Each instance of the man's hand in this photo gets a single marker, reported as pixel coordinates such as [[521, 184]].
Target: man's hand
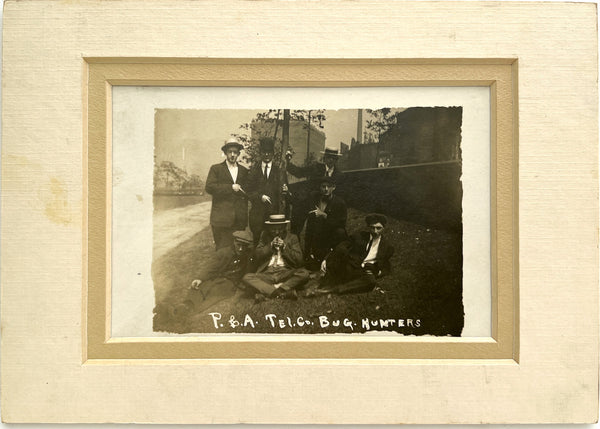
[[319, 213], [277, 242]]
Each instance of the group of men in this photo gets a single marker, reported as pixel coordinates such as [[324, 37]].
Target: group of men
[[258, 249]]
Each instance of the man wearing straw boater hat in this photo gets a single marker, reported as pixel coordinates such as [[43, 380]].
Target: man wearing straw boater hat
[[265, 188], [314, 173], [226, 182], [279, 260]]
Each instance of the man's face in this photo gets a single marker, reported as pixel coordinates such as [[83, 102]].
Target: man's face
[[327, 189], [232, 154], [277, 230], [376, 229], [329, 160], [239, 246], [267, 156]]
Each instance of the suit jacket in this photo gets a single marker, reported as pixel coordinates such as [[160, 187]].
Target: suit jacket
[[291, 253], [336, 214], [357, 251], [258, 186], [229, 208]]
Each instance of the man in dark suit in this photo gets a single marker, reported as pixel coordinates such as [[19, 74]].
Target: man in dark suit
[[264, 189], [301, 193], [226, 182], [279, 260], [326, 223], [221, 272], [356, 264]]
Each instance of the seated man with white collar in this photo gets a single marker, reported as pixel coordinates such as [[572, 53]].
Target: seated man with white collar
[[279, 258], [356, 264]]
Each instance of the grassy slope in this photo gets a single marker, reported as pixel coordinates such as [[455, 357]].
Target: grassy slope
[[426, 284]]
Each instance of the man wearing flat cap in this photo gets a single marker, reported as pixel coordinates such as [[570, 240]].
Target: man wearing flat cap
[[279, 260], [226, 182], [326, 223], [356, 264], [314, 173], [265, 188]]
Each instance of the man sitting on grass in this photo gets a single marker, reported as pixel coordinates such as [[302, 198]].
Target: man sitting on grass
[[279, 258], [355, 265]]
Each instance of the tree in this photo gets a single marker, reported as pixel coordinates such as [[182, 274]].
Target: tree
[[270, 124], [381, 120]]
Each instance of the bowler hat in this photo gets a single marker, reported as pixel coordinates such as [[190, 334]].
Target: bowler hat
[[373, 218], [327, 179], [244, 236], [232, 142], [278, 219], [267, 144]]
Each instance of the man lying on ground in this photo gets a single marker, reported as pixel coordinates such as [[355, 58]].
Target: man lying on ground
[[279, 260]]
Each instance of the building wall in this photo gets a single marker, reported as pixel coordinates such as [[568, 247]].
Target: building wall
[[429, 194], [424, 134]]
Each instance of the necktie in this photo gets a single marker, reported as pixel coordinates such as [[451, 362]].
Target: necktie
[[369, 245]]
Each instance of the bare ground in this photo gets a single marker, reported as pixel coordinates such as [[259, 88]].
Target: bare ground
[[423, 295]]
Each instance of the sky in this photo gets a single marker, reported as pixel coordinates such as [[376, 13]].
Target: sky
[[192, 139]]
-------
Problem to work on. Go through the records and repeat each one exactly, skipping anything that is a picture.

Solution below.
Each instance of the man's hand in this photo gets a single marker, reported as pixel coordinates such as [[521, 184]].
Target: man's hand
[[319, 213], [277, 242]]
Each instance of the group of men in this photo gets a single marker, reported as pixel coordinates such as [[324, 37]].
Target: group of men
[[258, 249]]
Each instance of the man wearing straw boater hat in this photo gets a single marker, reported as pixel coordinates such as [[43, 380]].
Target: man wearing straw boater hat
[[265, 188], [314, 173], [226, 182], [279, 260]]
Each instance of the man's face in this photo gets a single marker, reported as pixel coordinates such as [[83, 102]].
Target: man's face
[[327, 189], [232, 154], [277, 230], [376, 229], [329, 160], [239, 246], [267, 156]]
Each instance of the suit jacket in this photo gets a single marker, reported as pixel coordinates such as [[160, 187]].
Target: suit jacket
[[291, 253], [336, 214], [357, 251], [258, 186], [229, 208]]
Each instance of the man in dark suit in this photo gets a single marker, reported as pixel coordinates such as [[19, 74]].
Target: man in dark suit
[[264, 189], [301, 193], [226, 182], [279, 260], [326, 223], [221, 272], [356, 264]]
Each instance of the seated man with white collar in this photo gets a single marker, reported as pixel coordinates such as [[572, 53]].
Target: seated man with white collar
[[279, 258], [356, 264]]
Each instance of the grassy slope in this photo gets a single marker, reported as pixel coordinates such as [[455, 357]].
Target: grassy slope
[[426, 284]]
Each instance of the man wearing flat cap in this photo gets a single marker, reported as pixel coordinates such as [[570, 240]].
Target: man wearing flat cap
[[279, 260], [226, 182], [326, 223], [356, 264], [314, 173], [265, 188]]
Each instance of the man sitting on grass in this photo gets a single marker, reported as pixel coordinates such as [[302, 198]].
Target: man sitting on grass
[[279, 258], [355, 265]]
Each instance of the tree in this photo gets a single marker, reported as pixel coordinates such as [[182, 274]].
Target: tree
[[270, 124], [381, 120]]
Each instance of the bowler hat in this photo gets a single marker, reported as pixel coordinates such as [[190, 334]].
Target: bowler hat
[[373, 218], [327, 179], [244, 236], [232, 142], [278, 219], [267, 144]]
Each instance of the man lying on ground in this photo gets a single marker, reported as pixel coordinates such as [[355, 58]].
Target: man lying on ground
[[279, 260]]
Each instance of the building wall in this photo gets a single marker, reported as pixel coordinates such as [[568, 247]].
Target: building wall
[[429, 194], [424, 134]]
Each instance of the necktie in this photo gets a single marker, reported as pixel coordinates such as [[451, 362]].
Target: necktie
[[369, 245]]
Each instance of the bare ground in this photo gets a single marker, reported as pixel coordinates such as [[259, 88]].
Target: bare ground
[[423, 295]]
Each instance of the sky in this photo gets a single marker, reported as pixel coordinates such as [[376, 13]].
Target: sky
[[192, 139]]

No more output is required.